■ **Required action**
Look below for the line with "Query: dark trousers", and from there restate every line word for word until the entries end.

■ **Records shown**
____________________
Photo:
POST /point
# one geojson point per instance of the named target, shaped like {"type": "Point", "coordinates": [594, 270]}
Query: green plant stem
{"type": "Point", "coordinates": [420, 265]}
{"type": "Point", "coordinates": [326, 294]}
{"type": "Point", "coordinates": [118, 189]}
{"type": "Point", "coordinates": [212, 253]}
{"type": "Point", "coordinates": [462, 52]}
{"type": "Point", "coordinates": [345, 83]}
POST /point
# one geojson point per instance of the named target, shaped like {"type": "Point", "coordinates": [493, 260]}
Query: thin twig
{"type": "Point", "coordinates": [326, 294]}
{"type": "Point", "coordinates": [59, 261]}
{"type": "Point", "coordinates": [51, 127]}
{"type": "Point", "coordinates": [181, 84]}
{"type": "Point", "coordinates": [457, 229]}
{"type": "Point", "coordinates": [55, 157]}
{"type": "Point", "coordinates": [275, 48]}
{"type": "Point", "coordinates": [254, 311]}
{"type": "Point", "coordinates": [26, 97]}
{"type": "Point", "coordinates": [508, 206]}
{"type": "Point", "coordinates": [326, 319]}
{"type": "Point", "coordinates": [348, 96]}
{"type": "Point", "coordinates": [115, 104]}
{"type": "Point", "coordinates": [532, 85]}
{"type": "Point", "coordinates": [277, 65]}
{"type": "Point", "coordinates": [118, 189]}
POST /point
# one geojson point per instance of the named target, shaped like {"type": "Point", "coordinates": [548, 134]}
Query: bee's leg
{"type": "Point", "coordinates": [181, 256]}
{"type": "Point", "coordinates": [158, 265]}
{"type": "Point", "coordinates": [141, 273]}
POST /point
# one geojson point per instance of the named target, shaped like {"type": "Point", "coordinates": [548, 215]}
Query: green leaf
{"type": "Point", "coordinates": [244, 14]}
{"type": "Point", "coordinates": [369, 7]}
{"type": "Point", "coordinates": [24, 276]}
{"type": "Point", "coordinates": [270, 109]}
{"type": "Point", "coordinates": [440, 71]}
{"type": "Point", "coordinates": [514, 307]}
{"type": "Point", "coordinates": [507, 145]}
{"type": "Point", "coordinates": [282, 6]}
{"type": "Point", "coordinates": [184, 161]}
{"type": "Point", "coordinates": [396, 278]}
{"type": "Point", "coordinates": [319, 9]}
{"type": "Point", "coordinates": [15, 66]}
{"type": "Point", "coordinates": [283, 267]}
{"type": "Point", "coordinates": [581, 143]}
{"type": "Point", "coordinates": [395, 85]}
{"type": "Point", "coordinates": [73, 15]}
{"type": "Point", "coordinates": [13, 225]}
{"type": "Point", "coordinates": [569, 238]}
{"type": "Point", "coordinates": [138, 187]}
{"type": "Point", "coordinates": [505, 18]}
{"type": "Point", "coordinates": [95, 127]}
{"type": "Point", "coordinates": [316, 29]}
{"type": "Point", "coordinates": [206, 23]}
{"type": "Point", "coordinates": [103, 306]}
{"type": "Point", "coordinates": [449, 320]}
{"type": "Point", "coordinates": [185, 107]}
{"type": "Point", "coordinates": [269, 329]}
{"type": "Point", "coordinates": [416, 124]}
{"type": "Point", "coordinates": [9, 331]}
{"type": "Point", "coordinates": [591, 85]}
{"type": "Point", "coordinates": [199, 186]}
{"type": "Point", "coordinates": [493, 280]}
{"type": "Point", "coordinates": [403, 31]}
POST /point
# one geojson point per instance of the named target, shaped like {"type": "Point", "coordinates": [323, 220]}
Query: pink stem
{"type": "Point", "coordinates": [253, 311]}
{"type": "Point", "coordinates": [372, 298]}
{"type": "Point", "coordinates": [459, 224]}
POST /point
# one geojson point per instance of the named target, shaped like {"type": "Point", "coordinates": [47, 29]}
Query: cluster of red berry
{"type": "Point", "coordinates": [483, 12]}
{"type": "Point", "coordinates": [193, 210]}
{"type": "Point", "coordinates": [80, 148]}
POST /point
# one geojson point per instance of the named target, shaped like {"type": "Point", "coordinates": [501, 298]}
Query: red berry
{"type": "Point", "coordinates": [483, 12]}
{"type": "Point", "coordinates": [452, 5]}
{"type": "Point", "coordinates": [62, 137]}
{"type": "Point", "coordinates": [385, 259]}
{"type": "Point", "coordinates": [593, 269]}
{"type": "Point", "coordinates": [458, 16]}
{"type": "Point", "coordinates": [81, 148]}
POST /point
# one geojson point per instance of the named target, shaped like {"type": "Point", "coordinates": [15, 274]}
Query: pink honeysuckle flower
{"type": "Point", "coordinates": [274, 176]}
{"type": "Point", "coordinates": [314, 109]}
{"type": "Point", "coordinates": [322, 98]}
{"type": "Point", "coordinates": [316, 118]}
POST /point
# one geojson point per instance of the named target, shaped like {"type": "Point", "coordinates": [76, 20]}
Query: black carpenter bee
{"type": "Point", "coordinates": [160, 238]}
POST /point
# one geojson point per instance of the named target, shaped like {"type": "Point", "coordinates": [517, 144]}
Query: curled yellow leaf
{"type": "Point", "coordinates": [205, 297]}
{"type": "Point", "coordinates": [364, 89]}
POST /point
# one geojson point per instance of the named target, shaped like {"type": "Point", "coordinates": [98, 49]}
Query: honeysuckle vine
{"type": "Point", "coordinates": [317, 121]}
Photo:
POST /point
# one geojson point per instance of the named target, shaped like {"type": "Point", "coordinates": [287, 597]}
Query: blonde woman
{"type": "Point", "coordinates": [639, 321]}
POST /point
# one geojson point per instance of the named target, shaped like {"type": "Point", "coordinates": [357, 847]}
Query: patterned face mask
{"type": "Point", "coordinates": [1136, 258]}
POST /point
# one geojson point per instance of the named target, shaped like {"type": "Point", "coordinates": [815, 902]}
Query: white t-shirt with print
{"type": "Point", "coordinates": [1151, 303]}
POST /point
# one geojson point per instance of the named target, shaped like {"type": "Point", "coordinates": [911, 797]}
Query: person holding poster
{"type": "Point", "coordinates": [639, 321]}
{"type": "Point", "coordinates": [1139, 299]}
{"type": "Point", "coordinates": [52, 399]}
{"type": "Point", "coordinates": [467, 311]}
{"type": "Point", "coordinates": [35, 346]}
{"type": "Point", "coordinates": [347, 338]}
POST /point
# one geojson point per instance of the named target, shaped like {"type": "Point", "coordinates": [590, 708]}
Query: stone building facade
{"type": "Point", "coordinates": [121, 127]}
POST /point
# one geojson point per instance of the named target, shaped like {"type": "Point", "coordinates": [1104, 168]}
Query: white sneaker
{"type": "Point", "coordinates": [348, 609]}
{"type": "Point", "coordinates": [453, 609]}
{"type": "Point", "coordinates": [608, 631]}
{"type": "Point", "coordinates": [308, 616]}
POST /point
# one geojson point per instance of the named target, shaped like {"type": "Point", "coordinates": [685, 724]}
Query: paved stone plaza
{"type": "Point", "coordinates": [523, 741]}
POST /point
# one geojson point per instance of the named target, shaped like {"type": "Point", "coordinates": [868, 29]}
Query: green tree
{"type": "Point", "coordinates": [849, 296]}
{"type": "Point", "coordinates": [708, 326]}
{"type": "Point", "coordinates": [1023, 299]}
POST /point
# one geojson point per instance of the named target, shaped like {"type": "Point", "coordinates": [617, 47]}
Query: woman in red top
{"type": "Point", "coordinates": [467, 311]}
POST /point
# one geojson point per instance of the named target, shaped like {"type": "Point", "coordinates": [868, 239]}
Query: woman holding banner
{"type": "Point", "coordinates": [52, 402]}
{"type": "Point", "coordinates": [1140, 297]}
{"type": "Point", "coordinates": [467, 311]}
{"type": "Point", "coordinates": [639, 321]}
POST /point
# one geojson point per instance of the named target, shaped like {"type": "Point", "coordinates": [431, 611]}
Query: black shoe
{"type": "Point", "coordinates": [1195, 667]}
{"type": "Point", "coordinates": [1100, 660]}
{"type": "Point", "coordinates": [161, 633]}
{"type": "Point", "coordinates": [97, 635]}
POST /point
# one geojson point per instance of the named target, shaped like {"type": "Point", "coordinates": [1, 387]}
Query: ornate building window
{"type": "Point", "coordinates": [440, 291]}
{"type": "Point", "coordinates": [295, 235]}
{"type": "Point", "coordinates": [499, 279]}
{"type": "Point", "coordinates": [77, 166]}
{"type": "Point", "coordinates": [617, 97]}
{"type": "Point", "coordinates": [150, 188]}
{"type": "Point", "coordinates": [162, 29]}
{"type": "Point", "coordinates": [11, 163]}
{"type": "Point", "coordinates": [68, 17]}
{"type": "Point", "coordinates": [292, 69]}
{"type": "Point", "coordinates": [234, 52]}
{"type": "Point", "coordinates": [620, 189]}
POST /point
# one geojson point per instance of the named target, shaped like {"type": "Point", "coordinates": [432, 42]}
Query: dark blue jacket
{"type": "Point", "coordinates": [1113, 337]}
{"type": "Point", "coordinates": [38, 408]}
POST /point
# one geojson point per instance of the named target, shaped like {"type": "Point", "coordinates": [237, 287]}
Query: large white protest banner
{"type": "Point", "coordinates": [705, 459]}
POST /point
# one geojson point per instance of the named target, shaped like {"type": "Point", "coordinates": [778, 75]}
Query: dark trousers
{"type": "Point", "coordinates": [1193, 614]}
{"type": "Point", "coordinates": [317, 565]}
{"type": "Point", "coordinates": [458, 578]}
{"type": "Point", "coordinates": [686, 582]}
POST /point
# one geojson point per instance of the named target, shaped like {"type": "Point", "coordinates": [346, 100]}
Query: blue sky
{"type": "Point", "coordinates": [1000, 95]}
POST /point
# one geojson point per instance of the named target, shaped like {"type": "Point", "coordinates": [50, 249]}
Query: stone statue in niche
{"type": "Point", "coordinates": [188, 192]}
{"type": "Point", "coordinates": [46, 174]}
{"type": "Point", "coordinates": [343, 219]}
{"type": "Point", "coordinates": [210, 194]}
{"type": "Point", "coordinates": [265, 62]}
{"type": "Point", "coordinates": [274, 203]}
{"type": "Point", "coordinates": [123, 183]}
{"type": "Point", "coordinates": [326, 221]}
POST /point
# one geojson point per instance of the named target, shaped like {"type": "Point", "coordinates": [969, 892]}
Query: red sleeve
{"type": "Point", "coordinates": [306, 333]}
____________________
■ **Reply**
Query: dark trousers
{"type": "Point", "coordinates": [1193, 614]}
{"type": "Point", "coordinates": [317, 565]}
{"type": "Point", "coordinates": [458, 578]}
{"type": "Point", "coordinates": [686, 582]}
POST /point
# one geojson point per instance of the named target, shaped like {"type": "Point", "coordinates": [346, 100]}
Query: blue sky
{"type": "Point", "coordinates": [1000, 95]}
POST /point
# one geojson point per instance of the named target, shaped like {"type": "Point", "coordinates": [50, 249]}
Query: stone statue in niche
{"type": "Point", "coordinates": [188, 192]}
{"type": "Point", "coordinates": [46, 174]}
{"type": "Point", "coordinates": [343, 219]}
{"type": "Point", "coordinates": [210, 194]}
{"type": "Point", "coordinates": [265, 62]}
{"type": "Point", "coordinates": [274, 203]}
{"type": "Point", "coordinates": [123, 183]}
{"type": "Point", "coordinates": [326, 221]}
POST /point
# one geojson point per instance of the named target, shaped like {"type": "Point", "coordinates": [969, 892]}
Query: red sleeve
{"type": "Point", "coordinates": [306, 333]}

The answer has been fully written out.